[STATED GOAL] Beginning with the line where "find | rocky cliff face" appears, repeat every remaining line of the entries exactly, the last line included.
▬▬▬▬▬▬▬▬▬▬
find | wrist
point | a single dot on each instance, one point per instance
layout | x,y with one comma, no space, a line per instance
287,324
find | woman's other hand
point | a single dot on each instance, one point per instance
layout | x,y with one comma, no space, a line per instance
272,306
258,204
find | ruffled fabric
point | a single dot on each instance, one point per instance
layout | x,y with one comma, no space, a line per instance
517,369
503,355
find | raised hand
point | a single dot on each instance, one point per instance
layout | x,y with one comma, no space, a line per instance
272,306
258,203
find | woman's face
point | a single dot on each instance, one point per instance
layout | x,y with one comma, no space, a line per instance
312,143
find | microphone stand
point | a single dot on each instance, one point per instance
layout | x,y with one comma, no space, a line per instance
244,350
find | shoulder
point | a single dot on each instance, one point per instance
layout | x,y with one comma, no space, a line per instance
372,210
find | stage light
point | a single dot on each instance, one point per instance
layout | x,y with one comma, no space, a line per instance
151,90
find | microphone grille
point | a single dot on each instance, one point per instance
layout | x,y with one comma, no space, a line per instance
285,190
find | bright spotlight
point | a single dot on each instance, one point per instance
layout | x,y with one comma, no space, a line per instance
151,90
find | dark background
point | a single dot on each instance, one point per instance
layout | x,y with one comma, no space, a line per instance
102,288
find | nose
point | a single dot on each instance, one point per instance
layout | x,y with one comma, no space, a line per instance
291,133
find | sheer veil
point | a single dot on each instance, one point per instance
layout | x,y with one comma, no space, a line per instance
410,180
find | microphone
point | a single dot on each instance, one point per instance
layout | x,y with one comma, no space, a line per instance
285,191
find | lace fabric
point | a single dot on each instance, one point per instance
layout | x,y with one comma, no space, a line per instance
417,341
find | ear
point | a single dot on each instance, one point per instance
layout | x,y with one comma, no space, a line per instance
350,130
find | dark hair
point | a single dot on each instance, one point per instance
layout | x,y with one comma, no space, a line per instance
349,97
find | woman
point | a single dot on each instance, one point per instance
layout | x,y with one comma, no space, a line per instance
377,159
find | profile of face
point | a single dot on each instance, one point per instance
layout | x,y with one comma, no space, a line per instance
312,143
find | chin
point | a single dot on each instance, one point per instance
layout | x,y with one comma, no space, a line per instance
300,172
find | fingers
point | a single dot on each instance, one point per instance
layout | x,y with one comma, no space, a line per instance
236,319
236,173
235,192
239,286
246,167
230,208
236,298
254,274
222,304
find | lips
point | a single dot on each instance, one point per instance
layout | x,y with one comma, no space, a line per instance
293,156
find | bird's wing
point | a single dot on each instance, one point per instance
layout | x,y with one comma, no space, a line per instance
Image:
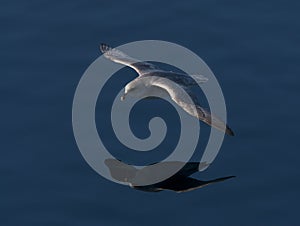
120,171
184,184
178,95
180,78
118,56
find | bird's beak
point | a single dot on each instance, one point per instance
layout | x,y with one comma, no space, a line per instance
123,97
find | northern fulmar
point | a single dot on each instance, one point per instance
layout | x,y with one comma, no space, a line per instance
153,81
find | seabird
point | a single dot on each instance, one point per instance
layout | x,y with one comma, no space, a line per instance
153,81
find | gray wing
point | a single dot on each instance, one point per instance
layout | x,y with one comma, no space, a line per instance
180,78
122,58
179,95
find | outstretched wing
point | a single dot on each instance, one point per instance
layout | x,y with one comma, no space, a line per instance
179,95
122,58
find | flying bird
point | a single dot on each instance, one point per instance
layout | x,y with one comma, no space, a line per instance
179,182
153,81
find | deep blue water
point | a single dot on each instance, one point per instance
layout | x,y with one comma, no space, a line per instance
252,47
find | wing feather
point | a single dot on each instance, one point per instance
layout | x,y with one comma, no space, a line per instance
118,56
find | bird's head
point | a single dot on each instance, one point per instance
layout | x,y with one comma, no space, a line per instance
135,88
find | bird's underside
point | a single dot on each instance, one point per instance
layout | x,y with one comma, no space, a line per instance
176,85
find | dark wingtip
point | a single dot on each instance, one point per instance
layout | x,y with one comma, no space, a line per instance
223,178
104,47
229,131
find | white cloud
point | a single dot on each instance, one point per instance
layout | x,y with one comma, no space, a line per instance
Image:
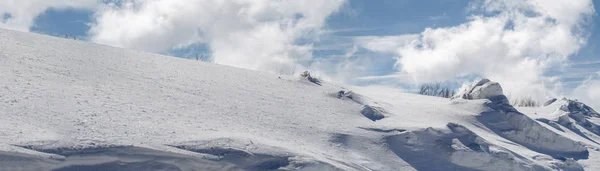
253,34
385,44
588,92
22,13
514,43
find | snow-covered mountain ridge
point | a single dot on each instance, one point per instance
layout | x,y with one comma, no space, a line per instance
72,105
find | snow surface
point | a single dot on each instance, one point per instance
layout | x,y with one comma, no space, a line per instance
71,105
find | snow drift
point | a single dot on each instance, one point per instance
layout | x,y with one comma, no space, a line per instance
71,105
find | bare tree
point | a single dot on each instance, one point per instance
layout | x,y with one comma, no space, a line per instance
436,89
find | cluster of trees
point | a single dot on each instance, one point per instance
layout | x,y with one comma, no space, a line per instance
436,89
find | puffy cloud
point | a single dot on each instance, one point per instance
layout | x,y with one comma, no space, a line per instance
588,92
253,34
385,44
513,42
20,14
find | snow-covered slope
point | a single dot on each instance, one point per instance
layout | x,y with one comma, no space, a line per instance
71,105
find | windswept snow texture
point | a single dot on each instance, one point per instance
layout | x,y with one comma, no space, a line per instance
71,105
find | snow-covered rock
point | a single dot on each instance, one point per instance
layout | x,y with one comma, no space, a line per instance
68,104
481,89
578,108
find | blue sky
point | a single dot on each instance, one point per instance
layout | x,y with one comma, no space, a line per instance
338,46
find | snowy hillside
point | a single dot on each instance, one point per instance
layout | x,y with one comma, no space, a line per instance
72,105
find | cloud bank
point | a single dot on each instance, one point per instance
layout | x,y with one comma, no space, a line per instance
253,34
512,42
20,14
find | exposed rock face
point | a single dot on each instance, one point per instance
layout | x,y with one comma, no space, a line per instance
549,102
575,107
481,89
513,125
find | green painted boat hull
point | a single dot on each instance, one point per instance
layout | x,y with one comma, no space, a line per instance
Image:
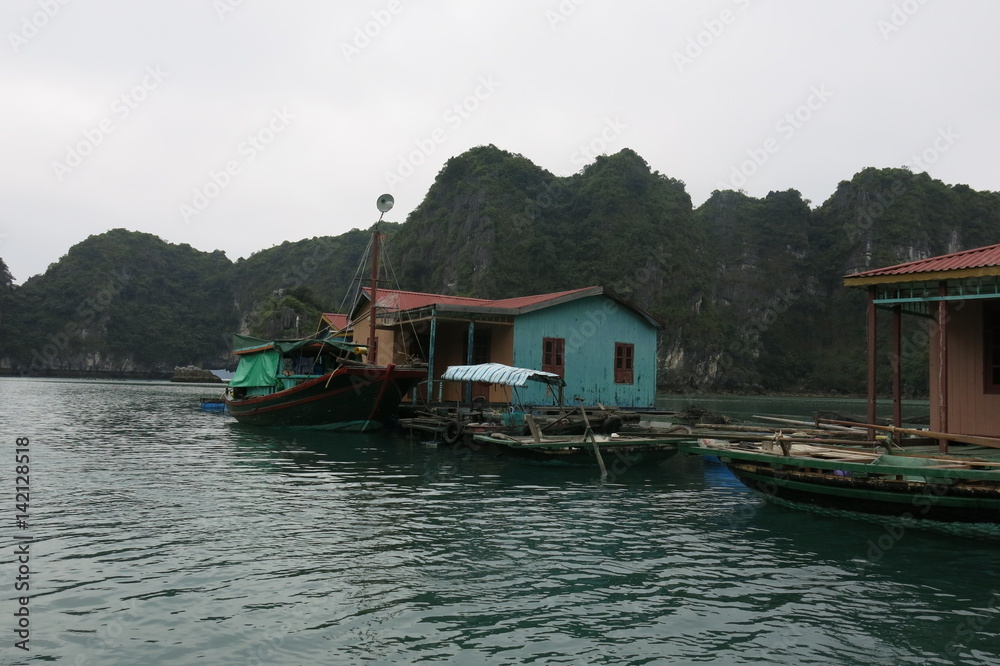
900,487
350,398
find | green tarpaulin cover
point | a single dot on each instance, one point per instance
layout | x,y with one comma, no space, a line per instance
259,369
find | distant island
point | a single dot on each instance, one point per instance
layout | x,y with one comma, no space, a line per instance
750,288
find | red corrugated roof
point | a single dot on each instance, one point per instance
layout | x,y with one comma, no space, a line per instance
982,257
394,299
526,301
336,320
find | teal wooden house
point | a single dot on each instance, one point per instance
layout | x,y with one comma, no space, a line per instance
601,344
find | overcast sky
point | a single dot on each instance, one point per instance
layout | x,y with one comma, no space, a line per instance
239,124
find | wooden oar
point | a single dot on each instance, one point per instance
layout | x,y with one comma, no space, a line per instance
993,442
804,423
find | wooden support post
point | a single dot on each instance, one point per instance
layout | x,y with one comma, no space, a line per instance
430,358
536,435
468,360
593,440
942,352
897,366
872,359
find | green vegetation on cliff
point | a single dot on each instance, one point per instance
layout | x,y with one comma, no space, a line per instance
751,289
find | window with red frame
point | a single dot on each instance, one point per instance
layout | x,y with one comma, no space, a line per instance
624,363
554,355
991,351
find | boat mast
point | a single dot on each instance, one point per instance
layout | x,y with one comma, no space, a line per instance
384,204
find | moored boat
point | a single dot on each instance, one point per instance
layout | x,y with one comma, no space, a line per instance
962,486
327,381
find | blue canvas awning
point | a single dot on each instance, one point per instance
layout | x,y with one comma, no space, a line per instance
497,373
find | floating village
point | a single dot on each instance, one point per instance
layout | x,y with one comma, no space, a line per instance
569,378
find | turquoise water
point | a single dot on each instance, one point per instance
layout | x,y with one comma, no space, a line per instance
745,407
162,534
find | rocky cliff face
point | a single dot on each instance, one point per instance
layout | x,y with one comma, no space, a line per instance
750,288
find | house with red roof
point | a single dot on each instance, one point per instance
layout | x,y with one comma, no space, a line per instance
958,295
602,345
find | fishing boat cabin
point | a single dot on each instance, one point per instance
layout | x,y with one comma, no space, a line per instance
958,295
603,346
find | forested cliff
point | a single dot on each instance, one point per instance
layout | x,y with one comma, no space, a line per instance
750,288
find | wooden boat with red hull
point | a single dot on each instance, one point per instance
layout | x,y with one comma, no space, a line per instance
328,381
352,397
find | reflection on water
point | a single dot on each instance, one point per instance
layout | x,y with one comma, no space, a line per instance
164,534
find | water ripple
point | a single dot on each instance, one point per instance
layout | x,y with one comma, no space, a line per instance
167,535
▬▬▬▬▬▬▬▬▬▬
[EXERCISE OUTPUT]
find | rocky cliff face
point | a single dot on each instance, one point per instance
layout | x,y with one comma, no space, a line per instance
750,288
find | house with red roof
point | a single dot on each instance, one point per instance
layout | x,y with one comma, no space, a line per instance
958,295
602,345
find | fishing boat cabin
point | a single dot on each instance, one point per instance
layout | x,y with one comma, no space, a line per instance
958,295
603,346
find | forested cliff
point | a single dot on each instance, one point per instance
layout | x,y with one comma, no space, a line per instance
750,288
find | wooden boat with red hull
point | a single dot on each instance, one point per instance
layout | x,y with one comma, no space, a line per instance
328,381
352,397
find | reflection on water
point | a single dot on each instance, one point per instance
layout | x,y with one comma, no space, a line per instance
164,534
find | water ripple
point | a single dot on each instance, one point per instance
layout | x,y with one comma, no space, a line per instance
167,535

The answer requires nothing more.